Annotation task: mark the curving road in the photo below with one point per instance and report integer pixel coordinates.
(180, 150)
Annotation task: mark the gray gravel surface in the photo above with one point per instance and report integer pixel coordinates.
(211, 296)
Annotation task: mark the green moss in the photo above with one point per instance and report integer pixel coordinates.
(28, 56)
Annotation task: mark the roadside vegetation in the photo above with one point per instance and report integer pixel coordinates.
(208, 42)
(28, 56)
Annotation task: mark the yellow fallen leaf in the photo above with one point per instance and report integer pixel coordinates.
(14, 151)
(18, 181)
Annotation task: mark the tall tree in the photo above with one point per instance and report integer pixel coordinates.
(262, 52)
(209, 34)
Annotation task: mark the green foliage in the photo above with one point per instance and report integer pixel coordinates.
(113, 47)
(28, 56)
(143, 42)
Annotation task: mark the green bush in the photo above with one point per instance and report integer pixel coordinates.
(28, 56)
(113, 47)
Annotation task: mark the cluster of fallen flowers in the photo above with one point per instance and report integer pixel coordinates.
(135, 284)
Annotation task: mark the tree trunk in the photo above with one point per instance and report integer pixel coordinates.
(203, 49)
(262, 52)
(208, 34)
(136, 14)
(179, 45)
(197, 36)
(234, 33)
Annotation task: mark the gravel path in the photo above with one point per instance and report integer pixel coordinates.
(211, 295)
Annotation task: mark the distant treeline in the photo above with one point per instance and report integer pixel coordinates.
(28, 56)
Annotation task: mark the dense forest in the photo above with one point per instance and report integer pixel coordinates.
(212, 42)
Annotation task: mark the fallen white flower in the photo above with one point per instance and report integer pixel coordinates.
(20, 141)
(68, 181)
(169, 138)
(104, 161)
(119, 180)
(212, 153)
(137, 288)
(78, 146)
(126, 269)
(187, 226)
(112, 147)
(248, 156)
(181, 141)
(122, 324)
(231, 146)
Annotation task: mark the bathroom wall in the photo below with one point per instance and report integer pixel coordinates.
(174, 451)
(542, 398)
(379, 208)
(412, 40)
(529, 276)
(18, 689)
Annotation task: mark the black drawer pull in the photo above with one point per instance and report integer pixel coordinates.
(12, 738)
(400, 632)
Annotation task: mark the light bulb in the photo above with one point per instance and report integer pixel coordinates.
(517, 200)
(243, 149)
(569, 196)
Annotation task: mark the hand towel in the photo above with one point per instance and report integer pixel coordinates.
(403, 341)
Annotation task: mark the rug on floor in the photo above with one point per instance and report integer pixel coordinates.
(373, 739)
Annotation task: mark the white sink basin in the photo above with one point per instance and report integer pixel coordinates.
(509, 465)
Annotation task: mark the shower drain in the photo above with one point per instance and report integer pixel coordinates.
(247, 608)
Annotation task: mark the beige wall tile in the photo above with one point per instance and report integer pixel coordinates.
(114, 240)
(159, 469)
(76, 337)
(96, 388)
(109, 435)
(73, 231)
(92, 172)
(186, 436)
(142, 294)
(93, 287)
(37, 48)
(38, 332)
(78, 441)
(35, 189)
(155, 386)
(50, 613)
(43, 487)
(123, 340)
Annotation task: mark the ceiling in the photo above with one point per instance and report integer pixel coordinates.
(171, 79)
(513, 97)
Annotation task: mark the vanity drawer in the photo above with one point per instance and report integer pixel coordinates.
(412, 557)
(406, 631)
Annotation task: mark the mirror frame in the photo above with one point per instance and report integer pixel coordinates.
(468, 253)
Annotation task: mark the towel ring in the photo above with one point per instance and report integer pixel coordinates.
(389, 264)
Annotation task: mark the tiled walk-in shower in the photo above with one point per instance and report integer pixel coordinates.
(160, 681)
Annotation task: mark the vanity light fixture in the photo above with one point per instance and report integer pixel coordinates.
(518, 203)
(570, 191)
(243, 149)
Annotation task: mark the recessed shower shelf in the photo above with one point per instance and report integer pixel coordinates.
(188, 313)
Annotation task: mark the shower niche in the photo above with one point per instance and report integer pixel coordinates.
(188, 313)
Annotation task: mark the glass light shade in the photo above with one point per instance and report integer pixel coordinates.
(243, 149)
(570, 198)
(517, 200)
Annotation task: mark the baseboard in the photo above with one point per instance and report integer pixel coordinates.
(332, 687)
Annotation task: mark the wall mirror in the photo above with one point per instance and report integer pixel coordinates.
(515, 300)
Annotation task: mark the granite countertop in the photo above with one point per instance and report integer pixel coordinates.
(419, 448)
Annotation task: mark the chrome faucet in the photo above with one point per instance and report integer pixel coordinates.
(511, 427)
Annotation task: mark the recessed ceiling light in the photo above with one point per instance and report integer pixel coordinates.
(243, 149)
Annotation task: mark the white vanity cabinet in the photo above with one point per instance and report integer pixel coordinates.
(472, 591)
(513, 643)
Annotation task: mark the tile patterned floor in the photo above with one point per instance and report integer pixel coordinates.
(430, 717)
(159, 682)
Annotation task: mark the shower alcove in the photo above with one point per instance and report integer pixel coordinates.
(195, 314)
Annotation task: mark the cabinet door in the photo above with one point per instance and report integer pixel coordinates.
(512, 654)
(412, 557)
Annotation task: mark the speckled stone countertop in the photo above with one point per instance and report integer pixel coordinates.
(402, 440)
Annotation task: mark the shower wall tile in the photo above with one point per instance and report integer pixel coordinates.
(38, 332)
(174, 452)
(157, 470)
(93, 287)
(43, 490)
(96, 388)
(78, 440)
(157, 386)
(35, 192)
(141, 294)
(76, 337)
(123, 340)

[PROBLEM TO SOLVE]: Write the listing out again, word for word.

[EXPECTED ANSWER]:
Annotation task: mark the curving road in the photo below with one point per instance and report integer pixel coordinates.
(180, 150)
Annotation task: mark the gray gravel surface in the photo above with one point per instance and report integer pixel coordinates.
(211, 296)
Annotation task: mark the green moss in the photo above with one point per instance and report integer pixel coordinates.
(28, 56)
Annotation task: mark the roadside vegetation in the photo above with one point per instance and report integer pixel coordinates.
(208, 42)
(28, 56)
Annotation task: mark the yellow fallen leaf in the photo above with one point per instance and report integer pixel coordinates.
(14, 151)
(18, 181)
Annotation task: mark the tall tree in the photo above with one point per instance and report integer pixel coordinates.
(262, 52)
(209, 34)
Annotation task: mark the green foliage in the photo above with one point per instance and report integer pixel coordinates.
(113, 47)
(28, 56)
(143, 42)
Annotation task: mark the green bush in the photo above with one point per instance and report integer pixel coordinates.
(28, 56)
(113, 47)
Annotation task: mark the cluster of fallen flowers in the photo above with one point per instance and report integer pixel coordinates.
(135, 284)
Annotation task: mark the tree trunk in the photo above with one point per instance and report integer pixel coordinates.
(203, 49)
(262, 52)
(208, 34)
(136, 14)
(179, 45)
(197, 36)
(234, 33)
Annotation task: mark the gravel path in the photo above with one point per instance and report integer pixel coordinates.
(211, 295)
Annotation task: mark the distant treeline in the photo above with one point per instance and report integer pixel coordinates.
(28, 56)
Annotation task: mark the dense forest in the photo above with one point per instance and report integer pixel coordinates.
(212, 42)
Annotation task: mark the fallen white flower in the photo above with one point per instance and report integer pixel coordinates.
(20, 141)
(68, 181)
(169, 138)
(104, 161)
(119, 180)
(212, 153)
(137, 288)
(78, 146)
(126, 269)
(187, 226)
(112, 147)
(248, 156)
(181, 141)
(122, 324)
(231, 146)
Annotation task: mark the bathroom wall in the photo below with one point per instance and report integer pixel coordinates.
(174, 451)
(542, 398)
(379, 208)
(412, 40)
(529, 276)
(18, 689)
Annotation task: mark the black drawer pull in the photo above with one point per instance and report integer pixel coordinates.
(12, 738)
(400, 632)
Annotation task: mark the light bulb in the photo above with one point per instance and report integer pixel coordinates.
(517, 200)
(243, 149)
(569, 196)
Annotation task: mark the hand towel in the photo above with one point per instance and report integer pixel coordinates.
(403, 341)
Annotation task: mark the rug on floor in the photo above with one point per instance and report integer pixel coordinates.
(373, 739)
Annotation task: mark the white sink basin in the photo above with one point per instance and report integer pixel coordinates.
(509, 465)
Annotation task: mark the shower drain in the photo above with one point per instance and report integer pixel coordinates.
(247, 608)
Annotation task: mark the beige wall tile in the photo above with one point per instance and report integer pixel coordinates.
(114, 240)
(159, 469)
(76, 337)
(96, 388)
(109, 435)
(73, 231)
(92, 172)
(186, 436)
(142, 294)
(93, 287)
(37, 48)
(38, 332)
(78, 441)
(35, 189)
(155, 386)
(50, 613)
(43, 487)
(123, 340)
Annotation task: mark the ceiling in the photo above with one point per instance and report integer pixel coordinates.
(171, 79)
(513, 97)
Annotation task: mark the vanity drawer in the photo above with one point per instance and report integer pixel coordinates.
(412, 557)
(406, 631)
Annotation task: mark the mirror frame in the photo above with one point per instance and report integer pixel coordinates.
(468, 253)
Annotation task: mark the towel ring in the photo above with one point per instance and report integer pixel coordinates.
(389, 264)
Annotation task: mark the tiled walk-in shower in the photo above with one point per instance and report integer pixel coordinates.
(160, 681)
Annotation task: mark the vanity light fixture in the photo above with one point per instance and report integer pixel coordinates.
(518, 203)
(570, 191)
(243, 149)
Annotation task: mark the recessed shower shelf in the photo above with one point per instance and report integer pixel coordinates.
(188, 313)
Annotation task: mark the shower niche in the photo above with one point per instance and report integer pixel coordinates.
(188, 313)
Annotation task: mark the glass light shade in the photo above with one point per instance and report integer pixel coordinates.
(243, 149)
(570, 198)
(517, 200)
Annotation task: mark the baseboard in the photo above with one point per instance and report integer pixel coordinates.
(332, 687)
Annotation task: mark the wall mirror in the photo above with one point per instance and report integer pixel coordinates.
(515, 300)
Annotation task: mark the granite countertop in the photo above with one point per instance and report integer pixel coordinates.
(419, 448)
Annotation task: mark the chrome faucet in the photo above with one point per instance and report integer pixel coordinates.
(511, 427)
Annotation task: mark the recessed ceiling light in the photo above with one point per instance and report integer pixel coordinates.
(243, 149)
Annotation task: mark the white vanity cabinet in the photo above with one point per instance and report integer pixel coordinates.
(472, 591)
(513, 643)
Annotation task: mark the tile patterned floor in the photo above with one point per instance and report integer pixel coordinates.
(430, 717)
(159, 682)
Annotation task: mark the shower alcove in the photo above with one point per instance and report integer pixel coordinates.
(195, 314)
Annotation task: mark the cabinet door in the photo above with one point per instance and report integer pixel coordinates.
(512, 654)
(412, 557)
Annotation task: mark the speckled stone countertop in the photo above with one point per instance and report integer pixel coordinates.
(402, 440)
Annotation task: mark the shower wall tile in the photo above with one point per instance and report integer pixel coordinates.
(38, 332)
(174, 452)
(157, 470)
(93, 287)
(43, 490)
(96, 388)
(78, 440)
(157, 386)
(35, 192)
(141, 294)
(76, 337)
(123, 340)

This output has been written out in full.